Reproduce the Suwałki Airport text word for word, starting with "On 23 October" and going on through "Podlaskie Voivodeship government.".
== EXTRACT PROVIDED
Suwałki Airport is in Podlaskie Voivodeship, around 3km from Suwałki city centre, and covers 110 hectares. The Wigry National Park prevents planes from landing from the east.

== Management ==
Until 9 February 2017, Suwałki Airport was managed by the Suwałki Aeroclub. Since then, it has been run by the Suwałki Aviation School.

== History ==
The German Luftwaffe used the airport as an airfield during World War II, following its construction during 1940 and spring 1941. Around 2,500 men from at least four Luftwaffe construction battalions, as well as a large number of local labourers, were working on the airfield by May 1941.

On 23 October 1944, the airfield was captured by the Soviet 3rd Belorussian Front.

== Funding ==
Since 2020, PLN (złoty) 27 million (original estimate: PLN 15–16 million) has been allocated to modernisation projects, including a new runway (08R/26L, constructed in August 2020), a turnaround section, an apron, a taxiway, technical infrastructure, and additional LED lighting on both runways. PLN 10 million was provided by Forte, PLN 11 million from the Suwałki City Budget, and PLN 6 million by the Podlaskie Voivodeship government.

== Air Rescue Base ==
The Polish Medical Air Rescue opened a base at Suwałki airport on 4 June 2005, costing PLN 6.2 million. The current head of the base is Zbigniew Dąbrowski, with the base serving the Suwałki and Masuria regions. In 2011, the base received a new helicopter. The heliport, named 'Suwałki - Szpital', was commissioned in 2014. The operator of the heliport is Dr. Ludwik Rydygier Provincial Hospital.

== Air shows ==

Every year, Suwałki Airport hosts the Odlotowe Suwałki Air Show.
====
== RECORDS SHOWN
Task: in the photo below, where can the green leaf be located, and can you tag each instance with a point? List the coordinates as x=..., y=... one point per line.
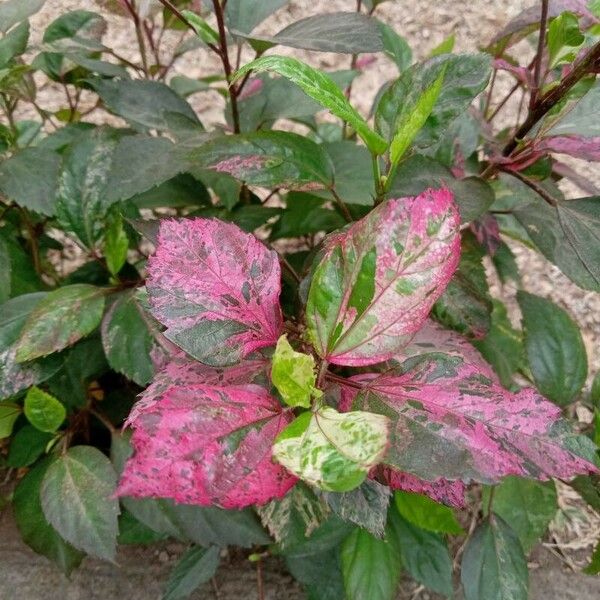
x=15, y=11
x=502, y=347
x=35, y=530
x=194, y=568
x=116, y=242
x=268, y=159
x=425, y=513
x=411, y=118
x=344, y=32
x=60, y=319
x=203, y=30
x=370, y=566
x=466, y=304
x=494, y=566
x=245, y=15
x=528, y=505
x=554, y=347
x=14, y=43
x=321, y=88
x=424, y=555
x=43, y=411
x=146, y=104
x=417, y=173
x=305, y=215
x=563, y=39
x=9, y=413
x=365, y=506
x=332, y=450
x=127, y=339
x=77, y=499
x=465, y=76
x=295, y=516
x=293, y=374
x=26, y=446
x=30, y=178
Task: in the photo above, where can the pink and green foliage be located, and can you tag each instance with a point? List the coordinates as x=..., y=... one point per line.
x=208, y=445
x=216, y=290
x=377, y=281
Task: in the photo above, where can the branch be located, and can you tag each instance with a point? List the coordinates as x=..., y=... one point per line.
x=539, y=55
x=552, y=97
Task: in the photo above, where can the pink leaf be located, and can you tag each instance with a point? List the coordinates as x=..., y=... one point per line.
x=215, y=288
x=449, y=420
x=441, y=490
x=207, y=445
x=377, y=281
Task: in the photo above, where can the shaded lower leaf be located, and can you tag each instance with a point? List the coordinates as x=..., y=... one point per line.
x=194, y=568
x=493, y=565
x=77, y=496
x=37, y=533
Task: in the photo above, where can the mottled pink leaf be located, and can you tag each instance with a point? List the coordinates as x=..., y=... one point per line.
x=181, y=371
x=215, y=288
x=449, y=420
x=441, y=490
x=573, y=145
x=207, y=445
x=377, y=281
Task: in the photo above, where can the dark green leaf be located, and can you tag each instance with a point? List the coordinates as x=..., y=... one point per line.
x=465, y=76
x=77, y=499
x=305, y=215
x=425, y=513
x=502, y=347
x=15, y=11
x=145, y=104
x=43, y=411
x=127, y=339
x=344, y=32
x=9, y=412
x=26, y=446
x=528, y=505
x=60, y=319
x=319, y=87
x=30, y=178
x=555, y=349
x=370, y=566
x=466, y=304
x=37, y=533
x=274, y=158
x=417, y=173
x=194, y=568
x=424, y=555
x=494, y=566
x=365, y=506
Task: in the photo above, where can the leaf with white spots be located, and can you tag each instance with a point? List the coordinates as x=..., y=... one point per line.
x=377, y=281
x=215, y=288
x=331, y=450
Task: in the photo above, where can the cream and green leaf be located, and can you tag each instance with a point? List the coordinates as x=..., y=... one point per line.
x=331, y=450
x=293, y=374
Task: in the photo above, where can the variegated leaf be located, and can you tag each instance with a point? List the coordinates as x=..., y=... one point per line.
x=377, y=281
x=450, y=420
x=215, y=288
x=207, y=445
x=331, y=450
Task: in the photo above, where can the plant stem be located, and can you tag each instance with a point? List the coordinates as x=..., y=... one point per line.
x=233, y=90
x=537, y=74
x=553, y=96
====
▶ [EXERCISE ANSWER]
On 23 October 1944, the airfield was captured by the Soviet 3rd Belorussian Front.

== Funding ==
Since 2020, PLN (złoty) 27 million (original estimate: PLN 15–16 million) has been allocated to modernisation projects, including a new runway (08R/26L, constructed in August 2020), a turnaround section, an apron, a taxiway, technical infrastructure, and additional LED lighting on both runways. PLN 10 million was provided by Forte, PLN 11 million from the Suwałki City Budget, and PLN 6 million by the Podlaskie Voivodeship government.